Part of a data file
--- begin ---

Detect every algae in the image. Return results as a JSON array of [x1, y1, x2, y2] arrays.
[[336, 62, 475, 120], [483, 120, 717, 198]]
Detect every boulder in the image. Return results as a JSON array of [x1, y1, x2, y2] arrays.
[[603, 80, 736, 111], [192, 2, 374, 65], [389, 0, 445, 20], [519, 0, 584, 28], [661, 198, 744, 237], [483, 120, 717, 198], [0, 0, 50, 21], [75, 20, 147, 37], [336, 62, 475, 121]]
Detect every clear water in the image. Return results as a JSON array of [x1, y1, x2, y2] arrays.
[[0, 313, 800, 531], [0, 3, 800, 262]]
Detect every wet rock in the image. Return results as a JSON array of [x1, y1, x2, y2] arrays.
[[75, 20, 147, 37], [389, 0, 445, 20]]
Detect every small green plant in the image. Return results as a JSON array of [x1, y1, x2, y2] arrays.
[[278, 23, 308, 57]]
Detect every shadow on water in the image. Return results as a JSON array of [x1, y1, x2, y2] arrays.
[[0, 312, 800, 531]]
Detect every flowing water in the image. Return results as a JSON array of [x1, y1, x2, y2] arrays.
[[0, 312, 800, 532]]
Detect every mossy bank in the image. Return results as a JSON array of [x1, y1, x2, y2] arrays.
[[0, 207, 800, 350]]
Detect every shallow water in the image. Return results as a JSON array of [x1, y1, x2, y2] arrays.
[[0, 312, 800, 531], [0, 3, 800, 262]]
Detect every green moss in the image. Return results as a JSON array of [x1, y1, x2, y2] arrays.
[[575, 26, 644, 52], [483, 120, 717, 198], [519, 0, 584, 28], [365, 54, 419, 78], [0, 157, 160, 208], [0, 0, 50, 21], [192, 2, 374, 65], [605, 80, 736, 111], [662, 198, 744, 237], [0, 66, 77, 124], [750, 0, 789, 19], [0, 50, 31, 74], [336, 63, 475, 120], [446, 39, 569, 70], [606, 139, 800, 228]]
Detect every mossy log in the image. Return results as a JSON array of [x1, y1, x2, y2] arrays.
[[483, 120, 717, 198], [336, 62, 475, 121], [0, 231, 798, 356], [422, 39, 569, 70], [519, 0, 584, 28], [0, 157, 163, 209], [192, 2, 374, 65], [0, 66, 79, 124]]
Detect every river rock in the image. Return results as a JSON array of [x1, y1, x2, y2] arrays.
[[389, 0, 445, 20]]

--- end ---

• _EXERCISE DESCRIPTION_:
Convert these items into a two-column CSV with the columns "request" and "answer", one row per item, where each field is quoted and any line breaks become spaces.

• _EXERCISE OUTPUT_:
request,answer
"Detect every algae in the image. Return results as a JSON array of [x1, y1, x2, y2] arrays.","[[336, 62, 475, 120], [483, 120, 717, 198]]"
"Detect every boulder in the image. Return results as a JSON array of [x1, y1, x2, y2] arrays.","[[603, 80, 736, 111], [192, 2, 374, 65], [389, 0, 445, 20], [519, 0, 584, 28], [661, 198, 744, 237], [483, 120, 717, 198], [0, 0, 50, 21], [75, 20, 147, 37], [336, 62, 475, 121]]"
"Detect every clear water in the image. Return results as a JSON array of [x1, y1, x2, y2] arrays.","[[0, 313, 800, 531], [0, 3, 800, 262]]"
"Detect every wet rock in the image. Return results as a JSON array of [x1, y1, x2, y2] arrays.","[[75, 20, 147, 37], [389, 0, 445, 20]]"
"Detect every small green plant in the image. Return results as a JSON array of [x1, y1, x2, y2] arrays.","[[278, 23, 308, 57]]"
"Detect every shadow on water in the image. Return results as a JSON array of [x1, y1, x2, y2] arrays.","[[0, 312, 800, 531]]"
"Detect every flowing water in the image. Return results as a JSON array of [x1, y1, x2, y2] arrays.","[[0, 312, 800, 532]]"
"Detect every mossy bank in the image. Return results as a JSON array of [x1, y1, x2, y2] arrays.","[[0, 207, 800, 350]]"
"Detect every shallow water in the image. Return results as a JSON array of [x1, y1, x2, y2] arrays.","[[0, 312, 800, 531], [0, 3, 800, 262]]"
"Detect every green moss in the image. Return results as a JSON array of [x1, y1, x2, y2] arrays.","[[575, 26, 644, 52], [483, 120, 717, 198], [519, 0, 584, 28], [365, 54, 419, 78], [0, 157, 160, 208], [0, 0, 50, 21], [192, 2, 374, 65], [605, 80, 736, 111], [662, 198, 744, 237], [0, 66, 77, 124], [750, 0, 789, 19], [0, 50, 31, 74], [336, 63, 475, 120], [446, 39, 569, 70], [606, 139, 800, 228]]"
"Detect every mossy log in the image. Return results as a JSON array of [x1, y1, x2, y2] arrays.","[[483, 120, 717, 198], [336, 62, 475, 121], [0, 231, 798, 356], [422, 39, 569, 70], [519, 0, 584, 28], [0, 157, 163, 209], [192, 2, 374, 65], [0, 66, 79, 124]]"
"Detect every river rock in the image. Return results as a JSON array of [x1, y1, x2, y2] arrays.","[[389, 0, 445, 20]]"